• Objetivo del ejercicio: Extrae sin cambios, del texto sobre despidos y suspensiones en la crisis, el tramo que va desde "La combinación de" hasta "la economía informal.".

• Texto analizado:
* * *

La combinación de flexibilización laboral y ajuste fiscal en un cuadro de crisis económica preexistente y de la segunda ola de Covid-19 implicó un golpe a las trabajadoras/es ocupados y desocupados del país. Según datos de SIPA (03/2021) en abril/mayo del 2020 más de 600.000 mil trabajadores/as privados formales fueron suspendidos y en febrero de 2021 continuaban más de 167.000 en esa condición. Los despidos en el sector privado formal en el mismo período alcanzaron a 155.000 trabajadoras/es. No obstante, esta información oficial no contiene los cientos de miles de despidos y suspensiones de la economía informal.

* * *

• Datos extraídos:
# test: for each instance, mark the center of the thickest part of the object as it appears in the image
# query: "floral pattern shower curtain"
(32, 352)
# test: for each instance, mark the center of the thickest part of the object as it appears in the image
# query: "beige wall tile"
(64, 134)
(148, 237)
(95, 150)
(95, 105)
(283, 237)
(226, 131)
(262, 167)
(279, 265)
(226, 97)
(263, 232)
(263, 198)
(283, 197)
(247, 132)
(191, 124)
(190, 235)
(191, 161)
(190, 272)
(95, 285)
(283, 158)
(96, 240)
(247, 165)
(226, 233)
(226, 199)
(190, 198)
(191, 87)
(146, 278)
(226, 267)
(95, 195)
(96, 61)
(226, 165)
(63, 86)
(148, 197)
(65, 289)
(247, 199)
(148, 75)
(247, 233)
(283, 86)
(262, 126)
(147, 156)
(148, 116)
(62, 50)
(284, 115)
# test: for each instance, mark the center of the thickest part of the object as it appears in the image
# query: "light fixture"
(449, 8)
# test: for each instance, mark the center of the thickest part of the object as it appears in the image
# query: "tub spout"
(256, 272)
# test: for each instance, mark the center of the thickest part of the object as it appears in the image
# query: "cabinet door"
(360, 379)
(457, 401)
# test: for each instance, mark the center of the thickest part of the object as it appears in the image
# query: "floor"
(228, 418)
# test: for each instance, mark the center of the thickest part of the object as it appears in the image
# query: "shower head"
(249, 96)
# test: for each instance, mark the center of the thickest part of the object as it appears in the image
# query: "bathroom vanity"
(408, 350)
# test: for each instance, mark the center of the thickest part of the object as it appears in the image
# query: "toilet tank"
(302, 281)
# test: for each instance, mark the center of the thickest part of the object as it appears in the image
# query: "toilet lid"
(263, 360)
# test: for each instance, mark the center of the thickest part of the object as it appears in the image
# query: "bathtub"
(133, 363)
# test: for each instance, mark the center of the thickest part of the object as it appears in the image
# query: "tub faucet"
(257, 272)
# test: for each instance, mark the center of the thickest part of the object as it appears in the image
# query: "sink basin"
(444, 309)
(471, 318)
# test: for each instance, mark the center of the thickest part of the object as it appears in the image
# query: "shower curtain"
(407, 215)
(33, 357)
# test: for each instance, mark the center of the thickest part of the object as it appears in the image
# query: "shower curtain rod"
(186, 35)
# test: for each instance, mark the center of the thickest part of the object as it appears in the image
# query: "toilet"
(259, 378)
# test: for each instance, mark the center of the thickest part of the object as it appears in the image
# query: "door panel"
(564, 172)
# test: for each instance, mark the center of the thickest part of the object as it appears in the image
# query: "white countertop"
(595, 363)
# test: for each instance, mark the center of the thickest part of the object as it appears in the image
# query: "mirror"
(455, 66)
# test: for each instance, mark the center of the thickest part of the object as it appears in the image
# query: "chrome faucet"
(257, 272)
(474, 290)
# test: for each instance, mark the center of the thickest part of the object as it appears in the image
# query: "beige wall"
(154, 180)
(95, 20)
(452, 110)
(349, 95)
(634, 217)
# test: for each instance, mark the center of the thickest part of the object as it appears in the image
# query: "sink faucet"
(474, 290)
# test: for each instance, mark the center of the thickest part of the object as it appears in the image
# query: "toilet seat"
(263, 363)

* * *

• Respuesta escrita:
La combinación de flexibilización laboral y ajuste fiscal en un cuadro de crisis económica preexistente y de la segunda ola de Covid-19 implicó un golpe a las trabajadoras/es ocupados y desocupados del país. Según datos de SIPA (03/2021) en abril/mayo del 2020 más de 600.000 mil trabajadores/as privados formales fueron suspendidos y en febrero de 2021 continuaban más de 167.000 en esa condición. Los despidos en el sector privado formal en el mismo período alcanzaron a 155.000 trabajadoras/es. No obstante, esta información oficial no contiene los cientos de miles de despidos y suspensiones de la economía informal.